▶ TEXTE DE LA PAGE:
À cet égard, il faisait valoir qu’il était titulaire, dans le cimetière communal de T…, d’une concession funéraire à perpétuité dont l’accès avait été rendu difficile par l’attribution d’une concession funéraire à Mme C..., située à 50 cm du mur d’enceinte, qui empêchait l’accès à sa concession par le chemin situé contre le mur extérieur du cimetière, et par l’attribution d’une concession funéraire à Mme A..., située à 55 cm du mur du cimetière, qui empêchait l’accès à sa concession par le chemin situé le long du mur où est située l’entrée du cimetière ; l’accès à sa concession ne pouvait donc plus s’exercer normalement, et était impossible pour une personne à mobilité réduite.
- Pour le requérant, en vertu de l’art. L. 2223-13 du CGCT, relatif au pouvoir de gestion du domaine public, un espace entre les tombes doit être mis à disposition des usagers pour assurer leur passage ;
- Que le non-respect des espaces inter-tombes, dont les dimensions sont prévues par l’art. R. 2223-4 du CGCT, est sanctionné par le juge administratif ;
- Que les travaux réalisés en cours d’instance sur la concession de Mme A... étaient insuffisants pour rétablir un accès normal à sa concession, de sorte qu’il convenait d’enjoindre à la commune de réaliser les travaux nécessaires au rétablissement d’un accès normal.

▶ À FAIRE:
(1) Transcrivez fidèlement le passage du texte consacré à la concession funéraire, depuis « À cet égard, il » jusqu'à « à mobilité réduite. ».
(2) D'après le texte consacré à la concession funéraire, à quelle distance du mur d'enceinte se trouve la concession attribuée à Mme C... ?
Appuyez-vous uniquement sur le texte consacré à la concession funéraire.

▶ DONNÉES:
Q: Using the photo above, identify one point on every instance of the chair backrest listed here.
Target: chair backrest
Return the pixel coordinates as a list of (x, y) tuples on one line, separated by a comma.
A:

▶ RÉSULTATS:
(1)
À cet égard, il faisait valoir qu’il était titulaire, dans le cimetière communal de T…, d’une concession funéraire à perpétuité dont l’accès avait été rendu difficile par l’attribution d’une concession funéraire à Mme C..., située à 50 cm du mur d’enceinte, qui empêchait l’accès à sa concession par le chemin situé contre le mur extérieur du cimetière, et par l’attribution d’une concession funéraire à Mme A..., située à 55 cm du mur du cimetière, qui empêchait l’accès à sa concession par le chemin situé le long du mur où est située l’entrée du cimetière ; l’accès à sa concession ne pouvait donc plus s’exercer normalement, et était impossible pour une personne à mobilité réduite.

(2) À 50 cm du mur d'enceinte.